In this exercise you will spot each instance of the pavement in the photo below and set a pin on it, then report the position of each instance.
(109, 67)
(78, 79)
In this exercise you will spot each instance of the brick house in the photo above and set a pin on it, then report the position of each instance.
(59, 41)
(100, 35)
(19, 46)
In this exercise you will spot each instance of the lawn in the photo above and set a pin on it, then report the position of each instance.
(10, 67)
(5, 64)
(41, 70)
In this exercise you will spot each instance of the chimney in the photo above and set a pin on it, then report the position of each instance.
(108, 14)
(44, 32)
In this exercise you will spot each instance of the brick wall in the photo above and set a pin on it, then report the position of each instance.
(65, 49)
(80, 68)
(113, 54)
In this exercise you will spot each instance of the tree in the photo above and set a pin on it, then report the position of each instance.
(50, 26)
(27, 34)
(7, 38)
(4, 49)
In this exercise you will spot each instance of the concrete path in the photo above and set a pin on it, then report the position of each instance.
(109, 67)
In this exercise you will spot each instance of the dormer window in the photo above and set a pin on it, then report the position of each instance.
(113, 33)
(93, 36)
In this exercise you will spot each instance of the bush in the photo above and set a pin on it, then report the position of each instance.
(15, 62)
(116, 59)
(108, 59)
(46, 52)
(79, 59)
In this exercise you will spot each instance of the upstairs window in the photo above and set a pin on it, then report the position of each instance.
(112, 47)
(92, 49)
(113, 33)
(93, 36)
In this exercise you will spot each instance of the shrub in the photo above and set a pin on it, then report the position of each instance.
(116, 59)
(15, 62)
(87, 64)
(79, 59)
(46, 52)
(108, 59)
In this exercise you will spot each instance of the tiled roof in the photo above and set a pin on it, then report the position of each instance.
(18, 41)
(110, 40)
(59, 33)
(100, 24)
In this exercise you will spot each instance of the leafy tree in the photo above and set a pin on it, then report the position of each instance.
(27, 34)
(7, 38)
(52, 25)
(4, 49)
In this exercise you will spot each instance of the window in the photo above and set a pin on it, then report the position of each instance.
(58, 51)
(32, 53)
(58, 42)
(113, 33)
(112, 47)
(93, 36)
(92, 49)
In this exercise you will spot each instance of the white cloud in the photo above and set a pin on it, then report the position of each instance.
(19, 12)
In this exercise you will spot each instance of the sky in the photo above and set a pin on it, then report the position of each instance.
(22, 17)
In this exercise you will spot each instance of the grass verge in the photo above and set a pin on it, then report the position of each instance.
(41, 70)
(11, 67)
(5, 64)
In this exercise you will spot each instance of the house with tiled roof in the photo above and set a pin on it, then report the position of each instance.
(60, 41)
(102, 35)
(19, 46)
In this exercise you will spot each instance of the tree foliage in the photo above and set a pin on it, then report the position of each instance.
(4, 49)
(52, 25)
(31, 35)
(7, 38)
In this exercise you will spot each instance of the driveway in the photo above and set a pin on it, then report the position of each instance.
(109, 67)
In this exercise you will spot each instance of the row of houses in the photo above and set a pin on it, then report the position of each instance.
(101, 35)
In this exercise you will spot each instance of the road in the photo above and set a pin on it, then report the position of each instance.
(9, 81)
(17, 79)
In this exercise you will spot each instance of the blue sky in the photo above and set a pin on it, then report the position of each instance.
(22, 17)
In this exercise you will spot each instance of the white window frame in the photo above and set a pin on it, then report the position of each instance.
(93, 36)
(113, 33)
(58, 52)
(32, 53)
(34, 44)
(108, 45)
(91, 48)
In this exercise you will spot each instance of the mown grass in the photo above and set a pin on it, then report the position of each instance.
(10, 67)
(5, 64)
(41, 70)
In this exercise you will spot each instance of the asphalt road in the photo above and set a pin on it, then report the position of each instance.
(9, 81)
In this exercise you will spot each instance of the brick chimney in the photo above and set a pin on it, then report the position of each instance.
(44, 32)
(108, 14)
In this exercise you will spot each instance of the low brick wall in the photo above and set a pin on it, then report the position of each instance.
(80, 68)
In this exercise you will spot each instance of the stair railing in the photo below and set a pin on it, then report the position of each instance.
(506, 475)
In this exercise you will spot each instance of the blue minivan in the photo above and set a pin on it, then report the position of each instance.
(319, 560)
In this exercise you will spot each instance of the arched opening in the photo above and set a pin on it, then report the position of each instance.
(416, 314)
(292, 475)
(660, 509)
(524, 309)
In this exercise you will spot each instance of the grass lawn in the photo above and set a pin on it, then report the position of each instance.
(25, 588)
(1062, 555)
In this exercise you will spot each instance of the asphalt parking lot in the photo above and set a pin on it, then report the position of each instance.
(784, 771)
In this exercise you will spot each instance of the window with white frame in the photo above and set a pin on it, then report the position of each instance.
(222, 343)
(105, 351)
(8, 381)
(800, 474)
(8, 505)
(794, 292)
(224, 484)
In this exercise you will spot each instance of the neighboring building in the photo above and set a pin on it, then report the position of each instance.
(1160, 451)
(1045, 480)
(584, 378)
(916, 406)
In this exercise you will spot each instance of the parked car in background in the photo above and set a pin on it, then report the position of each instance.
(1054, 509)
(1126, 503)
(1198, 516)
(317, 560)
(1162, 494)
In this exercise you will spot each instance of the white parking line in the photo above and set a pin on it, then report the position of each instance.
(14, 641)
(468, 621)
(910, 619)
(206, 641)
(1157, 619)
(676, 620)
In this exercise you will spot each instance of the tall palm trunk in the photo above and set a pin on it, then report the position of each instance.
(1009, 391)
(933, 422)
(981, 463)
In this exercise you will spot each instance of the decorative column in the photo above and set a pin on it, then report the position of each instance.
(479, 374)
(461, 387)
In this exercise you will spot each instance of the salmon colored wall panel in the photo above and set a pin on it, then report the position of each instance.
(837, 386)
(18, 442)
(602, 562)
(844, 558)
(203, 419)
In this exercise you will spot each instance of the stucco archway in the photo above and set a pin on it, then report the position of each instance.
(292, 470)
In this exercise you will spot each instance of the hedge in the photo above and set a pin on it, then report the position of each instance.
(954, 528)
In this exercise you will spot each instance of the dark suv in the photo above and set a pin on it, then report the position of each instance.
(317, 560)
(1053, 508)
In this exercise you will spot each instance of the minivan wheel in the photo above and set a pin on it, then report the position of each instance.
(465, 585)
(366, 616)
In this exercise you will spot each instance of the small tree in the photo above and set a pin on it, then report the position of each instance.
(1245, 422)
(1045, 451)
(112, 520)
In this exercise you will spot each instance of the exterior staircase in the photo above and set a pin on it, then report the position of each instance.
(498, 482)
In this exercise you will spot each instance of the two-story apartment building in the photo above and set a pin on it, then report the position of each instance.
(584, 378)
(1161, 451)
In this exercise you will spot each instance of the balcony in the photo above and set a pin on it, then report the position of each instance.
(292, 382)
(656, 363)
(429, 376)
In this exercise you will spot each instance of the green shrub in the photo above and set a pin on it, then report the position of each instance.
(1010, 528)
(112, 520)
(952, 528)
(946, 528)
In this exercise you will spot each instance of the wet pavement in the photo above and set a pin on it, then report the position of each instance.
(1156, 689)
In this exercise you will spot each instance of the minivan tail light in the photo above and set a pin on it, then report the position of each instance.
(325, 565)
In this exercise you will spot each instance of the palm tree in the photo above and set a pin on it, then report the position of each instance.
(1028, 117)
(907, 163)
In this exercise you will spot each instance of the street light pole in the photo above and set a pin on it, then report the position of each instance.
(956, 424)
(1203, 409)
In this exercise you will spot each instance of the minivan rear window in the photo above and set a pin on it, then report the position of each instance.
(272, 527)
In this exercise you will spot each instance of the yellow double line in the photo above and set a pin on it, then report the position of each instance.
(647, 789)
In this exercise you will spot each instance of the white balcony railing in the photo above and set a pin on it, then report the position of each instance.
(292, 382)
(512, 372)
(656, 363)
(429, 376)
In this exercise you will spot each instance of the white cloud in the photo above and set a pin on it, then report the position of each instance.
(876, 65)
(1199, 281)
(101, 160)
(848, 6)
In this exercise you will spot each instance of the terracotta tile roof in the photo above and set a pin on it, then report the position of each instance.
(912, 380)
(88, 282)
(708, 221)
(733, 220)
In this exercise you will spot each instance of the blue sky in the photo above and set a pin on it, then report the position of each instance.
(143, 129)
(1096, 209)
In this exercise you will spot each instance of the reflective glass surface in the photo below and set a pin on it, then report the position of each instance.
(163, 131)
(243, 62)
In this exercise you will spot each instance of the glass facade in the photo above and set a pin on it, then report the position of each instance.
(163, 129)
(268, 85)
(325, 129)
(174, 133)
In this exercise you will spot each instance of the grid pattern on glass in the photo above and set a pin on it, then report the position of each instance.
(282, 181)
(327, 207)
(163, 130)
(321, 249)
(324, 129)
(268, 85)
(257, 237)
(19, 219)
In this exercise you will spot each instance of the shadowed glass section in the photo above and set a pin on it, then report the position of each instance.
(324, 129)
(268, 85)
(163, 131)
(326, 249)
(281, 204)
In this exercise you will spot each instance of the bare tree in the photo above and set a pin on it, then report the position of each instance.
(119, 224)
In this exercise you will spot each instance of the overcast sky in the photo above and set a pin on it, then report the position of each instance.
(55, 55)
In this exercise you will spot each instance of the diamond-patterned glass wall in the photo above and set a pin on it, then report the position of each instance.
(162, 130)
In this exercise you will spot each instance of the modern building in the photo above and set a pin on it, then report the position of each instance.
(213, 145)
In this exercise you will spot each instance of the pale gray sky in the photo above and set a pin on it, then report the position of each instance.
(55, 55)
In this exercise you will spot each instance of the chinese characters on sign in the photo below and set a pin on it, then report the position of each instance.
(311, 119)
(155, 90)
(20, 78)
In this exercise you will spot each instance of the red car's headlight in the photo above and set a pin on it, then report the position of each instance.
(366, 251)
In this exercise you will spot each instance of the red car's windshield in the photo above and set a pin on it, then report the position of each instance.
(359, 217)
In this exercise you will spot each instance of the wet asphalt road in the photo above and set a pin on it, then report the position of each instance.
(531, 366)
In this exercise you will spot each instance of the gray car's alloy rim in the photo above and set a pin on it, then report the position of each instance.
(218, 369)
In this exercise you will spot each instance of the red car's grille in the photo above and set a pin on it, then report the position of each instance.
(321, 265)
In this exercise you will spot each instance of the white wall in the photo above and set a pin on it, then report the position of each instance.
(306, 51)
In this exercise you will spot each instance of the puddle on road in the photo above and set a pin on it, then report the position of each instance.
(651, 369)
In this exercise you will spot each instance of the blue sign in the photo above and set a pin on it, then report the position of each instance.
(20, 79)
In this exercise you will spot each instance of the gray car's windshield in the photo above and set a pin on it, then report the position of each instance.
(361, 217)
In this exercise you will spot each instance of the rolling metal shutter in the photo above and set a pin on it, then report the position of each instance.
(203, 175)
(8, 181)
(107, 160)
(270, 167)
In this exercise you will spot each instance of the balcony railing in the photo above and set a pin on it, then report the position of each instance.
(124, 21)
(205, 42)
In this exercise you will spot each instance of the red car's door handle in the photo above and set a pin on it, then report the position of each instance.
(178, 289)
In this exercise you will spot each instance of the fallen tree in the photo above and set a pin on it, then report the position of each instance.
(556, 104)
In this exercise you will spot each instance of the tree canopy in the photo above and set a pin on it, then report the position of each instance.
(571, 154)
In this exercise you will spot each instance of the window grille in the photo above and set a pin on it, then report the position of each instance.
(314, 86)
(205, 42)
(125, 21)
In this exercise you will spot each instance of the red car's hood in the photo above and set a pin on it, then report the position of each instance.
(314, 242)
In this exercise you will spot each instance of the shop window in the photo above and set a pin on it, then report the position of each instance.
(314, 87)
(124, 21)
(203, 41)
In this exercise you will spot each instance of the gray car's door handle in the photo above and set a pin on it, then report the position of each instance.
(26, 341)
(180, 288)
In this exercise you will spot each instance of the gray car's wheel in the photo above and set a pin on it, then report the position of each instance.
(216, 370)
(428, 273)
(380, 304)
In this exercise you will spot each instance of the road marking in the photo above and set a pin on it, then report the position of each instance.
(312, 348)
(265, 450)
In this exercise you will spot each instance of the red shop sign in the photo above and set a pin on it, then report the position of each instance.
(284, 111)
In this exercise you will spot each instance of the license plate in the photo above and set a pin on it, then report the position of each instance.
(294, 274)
——————————
Ujmij w listę numerowaną odcinek od wiersza zawierającego „In this exercise you will spot each instance of the two-story” do wiersza zawierającego „(1156, 689)”, z oboma skrajnymi wierszami włącznie. Pomiń puste wiersze.

* Odpowiedź
1. In this exercise you will spot each instance of the two-story apartment building in the photo above and set a pin on it, then report the position of each instance.
2. (584, 378)
3. (1161, 451)
4. In this exercise you will spot each instance of the balcony in the photo above and set a pin on it, then report the position of each instance.
5. (292, 382)
6. (656, 363)
7. (429, 376)
8. In this exercise you will spot each instance of the green shrub in the photo above and set a pin on it, then report the position of each instance.
9. (1010, 528)
10. (112, 520)
11. (952, 528)
12. (946, 528)
13. In this exercise you will spot each instance of the wet pavement in the photo above and set a pin on it, then report the position of each instance.
14. (1156, 689)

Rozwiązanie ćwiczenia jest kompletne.